> _WORK TO DO_:
Please rewrite the items below, starting at the line containing "Task: mark one point on every instance of the mud ledge" and ending at the last item, with their instructions, adding -121 to every x and y coordinate in the marked points but not to the numbers in the instructions or their format samples. Leave the pictures out of your answer.

─── INPUT ROWS

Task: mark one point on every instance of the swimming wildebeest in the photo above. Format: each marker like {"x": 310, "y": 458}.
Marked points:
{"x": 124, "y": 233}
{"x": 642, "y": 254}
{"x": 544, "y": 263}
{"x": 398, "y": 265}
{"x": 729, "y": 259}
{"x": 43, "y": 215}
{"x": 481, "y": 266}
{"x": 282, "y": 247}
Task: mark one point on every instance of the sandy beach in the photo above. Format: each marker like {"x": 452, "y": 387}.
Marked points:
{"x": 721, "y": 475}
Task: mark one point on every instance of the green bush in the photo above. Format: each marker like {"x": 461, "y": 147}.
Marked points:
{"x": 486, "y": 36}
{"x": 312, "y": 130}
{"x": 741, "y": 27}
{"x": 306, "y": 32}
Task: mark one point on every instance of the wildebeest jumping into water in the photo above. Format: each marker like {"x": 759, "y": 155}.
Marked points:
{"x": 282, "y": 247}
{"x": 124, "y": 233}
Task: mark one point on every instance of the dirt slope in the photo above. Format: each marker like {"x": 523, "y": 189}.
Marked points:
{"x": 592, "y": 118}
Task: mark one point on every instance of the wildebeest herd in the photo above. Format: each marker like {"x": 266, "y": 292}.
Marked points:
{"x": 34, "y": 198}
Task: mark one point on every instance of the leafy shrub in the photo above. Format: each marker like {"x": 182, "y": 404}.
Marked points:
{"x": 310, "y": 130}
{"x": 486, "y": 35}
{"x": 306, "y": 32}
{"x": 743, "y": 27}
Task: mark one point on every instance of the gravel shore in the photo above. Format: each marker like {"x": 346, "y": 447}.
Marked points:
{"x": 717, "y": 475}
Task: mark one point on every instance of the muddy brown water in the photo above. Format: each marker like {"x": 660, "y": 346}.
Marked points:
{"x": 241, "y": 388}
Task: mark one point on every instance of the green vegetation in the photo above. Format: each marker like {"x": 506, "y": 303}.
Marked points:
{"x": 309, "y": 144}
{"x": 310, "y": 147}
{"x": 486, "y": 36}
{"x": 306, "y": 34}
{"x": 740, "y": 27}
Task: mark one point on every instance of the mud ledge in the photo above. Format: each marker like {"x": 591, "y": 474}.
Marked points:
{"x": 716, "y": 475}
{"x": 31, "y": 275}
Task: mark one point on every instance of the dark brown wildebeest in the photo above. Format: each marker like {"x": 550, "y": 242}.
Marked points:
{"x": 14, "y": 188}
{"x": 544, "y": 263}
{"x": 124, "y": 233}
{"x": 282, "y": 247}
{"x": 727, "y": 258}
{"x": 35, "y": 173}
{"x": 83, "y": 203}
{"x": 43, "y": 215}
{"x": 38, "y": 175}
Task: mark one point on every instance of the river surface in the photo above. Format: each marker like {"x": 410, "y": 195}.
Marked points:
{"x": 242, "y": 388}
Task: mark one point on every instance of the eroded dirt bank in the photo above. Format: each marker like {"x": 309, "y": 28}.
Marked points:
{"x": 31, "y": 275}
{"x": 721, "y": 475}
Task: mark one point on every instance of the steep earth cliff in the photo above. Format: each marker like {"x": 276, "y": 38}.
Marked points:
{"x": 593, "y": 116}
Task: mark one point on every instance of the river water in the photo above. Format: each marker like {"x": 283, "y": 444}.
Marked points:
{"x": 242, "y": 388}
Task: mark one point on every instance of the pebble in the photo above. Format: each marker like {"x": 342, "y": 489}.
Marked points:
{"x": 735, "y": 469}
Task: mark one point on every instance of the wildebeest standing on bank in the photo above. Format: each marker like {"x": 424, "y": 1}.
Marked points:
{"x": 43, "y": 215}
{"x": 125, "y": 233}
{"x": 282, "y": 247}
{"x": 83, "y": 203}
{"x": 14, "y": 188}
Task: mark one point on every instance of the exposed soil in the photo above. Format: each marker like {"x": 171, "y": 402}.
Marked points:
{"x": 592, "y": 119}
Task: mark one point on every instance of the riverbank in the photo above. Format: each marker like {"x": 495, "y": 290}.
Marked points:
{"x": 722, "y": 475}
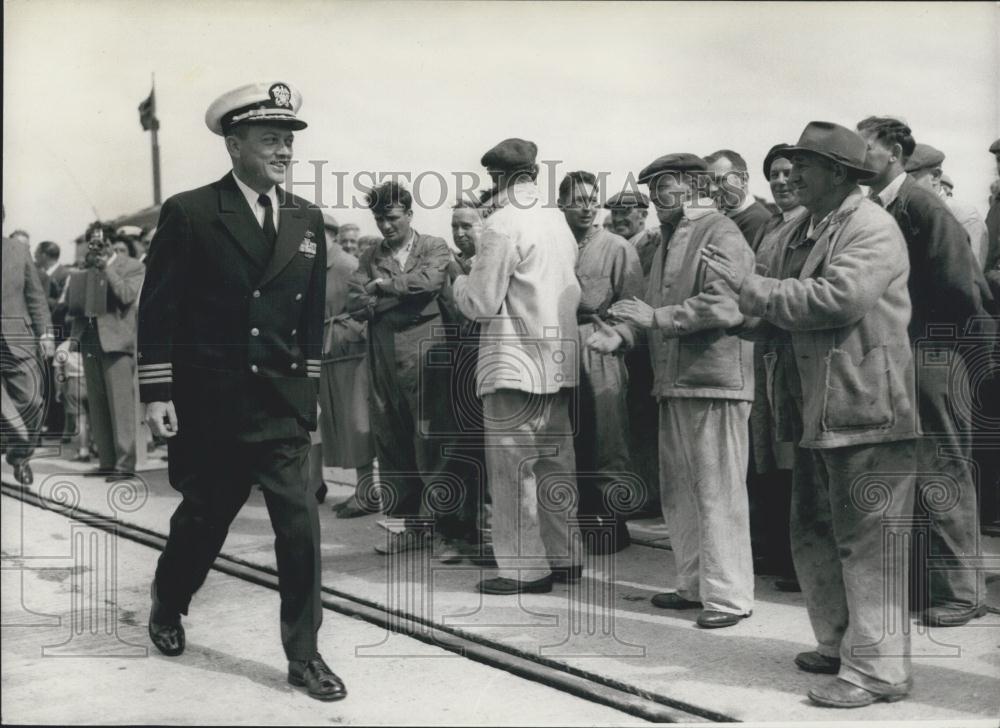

──────

> _WRITTEN SOLUTION_:
Task: mark one point on every instance of the mud ledge in the photo above. Format: each marker like {"x": 591, "y": 474}.
Marked points:
{"x": 595, "y": 354}
{"x": -90, "y": 154}
Task: mark one point on every instance of the dark brown wildebeest in the photo above. Format: each marker like {"x": 550, "y": 242}.
Marked points:
{"x": -107, "y": 67}
{"x": 423, "y": 142}
{"x": 3, "y": 112}
{"x": 161, "y": 126}
{"x": 606, "y": 137}
{"x": -86, "y": 52}
{"x": -38, "y": 82}
{"x": -78, "y": 94}
{"x": -83, "y": 54}
Task: mark one point on every instance of the river surface in the photo above. Format: each marker like {"x": 410, "y": 195}.
Marked points:
{"x": 121, "y": 267}
Task: mark one point on every instance of the eroded dirt bank in the photo above. Format: each marker like {"x": 309, "y": 28}.
Marked points:
{"x": -90, "y": 154}
{"x": 600, "y": 354}
Task: mark one point on every instance of the steep earth cliff in the photo above. Format: each marker like {"x": 276, "y": 38}.
Marked points:
{"x": 472, "y": -5}
Task: mark one point on every instance of the river water in the photo above. Format: each marker like {"x": 283, "y": 444}.
Marked points:
{"x": 121, "y": 267}
Task: mark one point on every instance of the pebble in the photo above. Format: each marker like {"x": 342, "y": 489}.
Marked points:
{"x": 614, "y": 348}
Task: mark one point on every instance of the wildebeest standing on bank in the photo above. Format: each marker like {"x": 424, "y": 1}.
Marked points:
{"x": -78, "y": 94}
{"x": 4, "y": 112}
{"x": 161, "y": 126}
{"x": -38, "y": 82}
{"x": -107, "y": 67}
Task: mark one point on every instance of the exposed soil in the photo above. Format: each marker like {"x": 171, "y": 402}.
Marked points:
{"x": 471, "y": -2}
Task: mark one point on every instance of the riverbank in the photo above. Format: each marker like {"x": 495, "y": 290}.
Marked points:
{"x": 601, "y": 354}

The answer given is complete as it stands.